- CONSIGNES
**1.** Dans le texte fourni, pourquoi l'auteur dit-il avoir pris de la graisse en quelques jours ? Répondez en une à trois phrases.
**2.** Mettez à jour le passage du texte fourni allant de « Chers lecteurs, celui » jusqu'à « profonde des dépressions. », en remplaçant « chocolat » par « biscuits ».

- TEXTE FOURNI

Chers lecteurs, celui qui vous écrit est bien plus gros qu’il ne l’était il y a une semaine. En quelques jours, ma figure habituellement svelte a pris de la graisse, et il me faudra pas mal de soirées consacrées au sport – celui qu’on fait, pas celui qu’on regarde – pour revenir au statu quo ante. Et la faute à qui ? A une campagne de deuxième tour qui m’a obligé à consommer des quantités illimitées de chocolat pour ne pas sombrer dans la plus profonde des dépressions.

Éléments du jeu de données:
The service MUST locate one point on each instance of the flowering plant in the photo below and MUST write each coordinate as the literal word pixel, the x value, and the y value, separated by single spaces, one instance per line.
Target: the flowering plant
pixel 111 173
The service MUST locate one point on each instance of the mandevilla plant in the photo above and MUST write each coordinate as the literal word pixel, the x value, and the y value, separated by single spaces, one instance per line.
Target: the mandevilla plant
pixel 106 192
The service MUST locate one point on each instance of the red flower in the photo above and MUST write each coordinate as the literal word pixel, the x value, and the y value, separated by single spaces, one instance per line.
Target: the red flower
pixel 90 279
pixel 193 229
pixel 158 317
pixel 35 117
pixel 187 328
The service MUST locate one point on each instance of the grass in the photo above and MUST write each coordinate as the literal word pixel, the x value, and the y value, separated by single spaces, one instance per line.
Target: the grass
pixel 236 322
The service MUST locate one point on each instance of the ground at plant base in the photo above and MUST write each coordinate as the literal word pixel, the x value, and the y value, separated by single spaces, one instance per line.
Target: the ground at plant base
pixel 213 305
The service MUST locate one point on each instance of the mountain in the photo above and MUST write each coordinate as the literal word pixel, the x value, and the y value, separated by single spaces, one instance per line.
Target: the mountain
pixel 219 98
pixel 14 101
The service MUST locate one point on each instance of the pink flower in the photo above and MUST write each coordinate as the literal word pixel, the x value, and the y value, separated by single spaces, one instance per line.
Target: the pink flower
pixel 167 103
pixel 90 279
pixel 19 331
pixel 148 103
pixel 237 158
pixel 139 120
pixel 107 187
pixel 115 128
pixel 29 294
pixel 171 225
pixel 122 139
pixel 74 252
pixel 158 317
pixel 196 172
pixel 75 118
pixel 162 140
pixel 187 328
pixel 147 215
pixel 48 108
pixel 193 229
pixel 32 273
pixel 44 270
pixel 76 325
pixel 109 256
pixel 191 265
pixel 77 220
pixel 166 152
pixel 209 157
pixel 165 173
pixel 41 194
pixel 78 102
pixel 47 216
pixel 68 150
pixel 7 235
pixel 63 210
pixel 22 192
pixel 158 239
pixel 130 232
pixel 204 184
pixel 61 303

- CORRIGÉ
**1.** La campagne du deuxième tour l'a obligé à manger des quantités illimitées de chocolat pour ne pas sombrer dans la plus profonde des dépressions. C'est ce chocolat qui l'a fait grossir.

**2.**
Chers lecteurs, celui qui vous écrit est bien plus gros qu’il ne l’était il y a une semaine. En quelques jours, ma figure habituellement svelte a pris de la graisse, et il me faudra pas mal de soirées consacrées au sport – celui qu’on fait, pas celui qu’on regarde – pour revenir au statu quo ante. Et la faute à qui ? A une campagne de deuxième tour qui m’a obligé à consommer des quantités illimitées de biscuits pour ne pas sombrer dans la plus profonde des dépressions.